- Document extract -
-- -- --

On Jul 8, 2013, at 3:33 PM, Peter Cock wrote:
On Mon, Jul 8, 2013 at 11:21 PM, Robert Baertsch <rbaertsc@ucsc.edu> wrote:
I respectfully disagree, If you want an extensible system, you should always wrap primitive system level calls.
Any tools that opens a file that could be compressed would be affected. That is a huge number of tools. Do you really want a cottage industry of tools that have different methods of dealing with compression?
But defining a Python helper function within the Galaxy Python libraries doesn't achieve that.
Are you talking about patching the OS level POSIX open functions or something?
The tools available in Galaxy are written in a range of languages including C, Perl, R, etc. Yes, some are in Python, but of those most are independent of Galaxy and can be used separately from Galaxy.
no. the helper function would have to ported to R. We are talking about how galaxy compressed data. Once we decide that, we can determine how to best implement it. Proposal: Do not treat compressed data as a separate data type. Treat it as an independent attribute that can be applied to any data. Otherwise you will have to create a gzipped , zip and bz2 type for every type that you want to compress. people can use the python helpers or write their own in other languages, We need a galaxy_open function to hide details of compression from tool developers. We could also open http files or pipes without any changes to tools. (other than changing open() to galaxy_open()
Encoding the gzip status in the datatype will create an explosion of datatypes. Compression is not actually a datatype, it tells you nothing about the content data that is stored in the file.
What we'd previously discussed was a dual system, holding the file type as now (e.g. FASTA, SAM, GFF3, etc) and any compression (e.g., None, normal GZIP, BGZF which is a GZIP variant, BZIP2, etc).

-- -- --

- Extracted entries -

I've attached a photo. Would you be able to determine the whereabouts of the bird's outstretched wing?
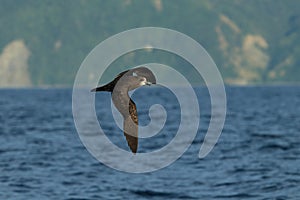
[123,99,138,153]
[91,70,129,92]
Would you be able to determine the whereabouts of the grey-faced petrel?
[91,67,156,153]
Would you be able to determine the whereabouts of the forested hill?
[0,0,300,87]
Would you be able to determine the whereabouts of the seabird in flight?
[91,67,156,153]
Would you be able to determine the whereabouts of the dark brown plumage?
[91,67,156,153]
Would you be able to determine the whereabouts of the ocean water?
[0,86,300,200]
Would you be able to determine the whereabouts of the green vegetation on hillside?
[0,0,300,86]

-- -- --

- Problems -
a - Turn the paragraph of the Galaxy compression thread that begins "no. the helper function" into a shorter bulleted list that keeps its main points.
b - Reproduce the Galaxy compression thread starting at "The tools available" and ending at "open() to galaxy_open()", renaming "Perl" to "Java".
The lines have no connection to the Galaxy compression thread.

- The answers -
a -
- A helper function would need to be ported to R.
- The real question is how Galaxy compresses data, and the implementation can be chosen once that is decided.
- Proposal: compression should not be a separate data type. It should be an independent attribute that can apply to any data.
- Otherwise gzipped, zip and bz2 types would have to be created for every type that is compressed.
- Developers can use the Python helpers or write their own in other languages.
- A galaxy_open function is needed to hide compression details from tool developers.
- It could also open http files or pipes without tool changes, other than replacing open() with galaxy_open().

b -
The tools available in Galaxy are written in a range of languages including C, Java, R, etc. Yes, some are in Python, but of those most are independent of Galaxy and can be used separately from Galaxy.
no. the helper function would have to ported to R. We are talking about how galaxy compressed data. Once we decide that, we can determine how to best implement it. Proposal: Do not treat compressed data as a separate data type. Treat it as an independent attribute that can be applied to any data. Otherwise you will have to create a gzipped , zip and bz2 type for every type that you want to compress. people can use the python helpers or write their own in other languages, We need a galaxy_open function to hide details of compression from tool developers. We could also open http files or pipes without any changes to tools. (other than changing open() to galaxy_open()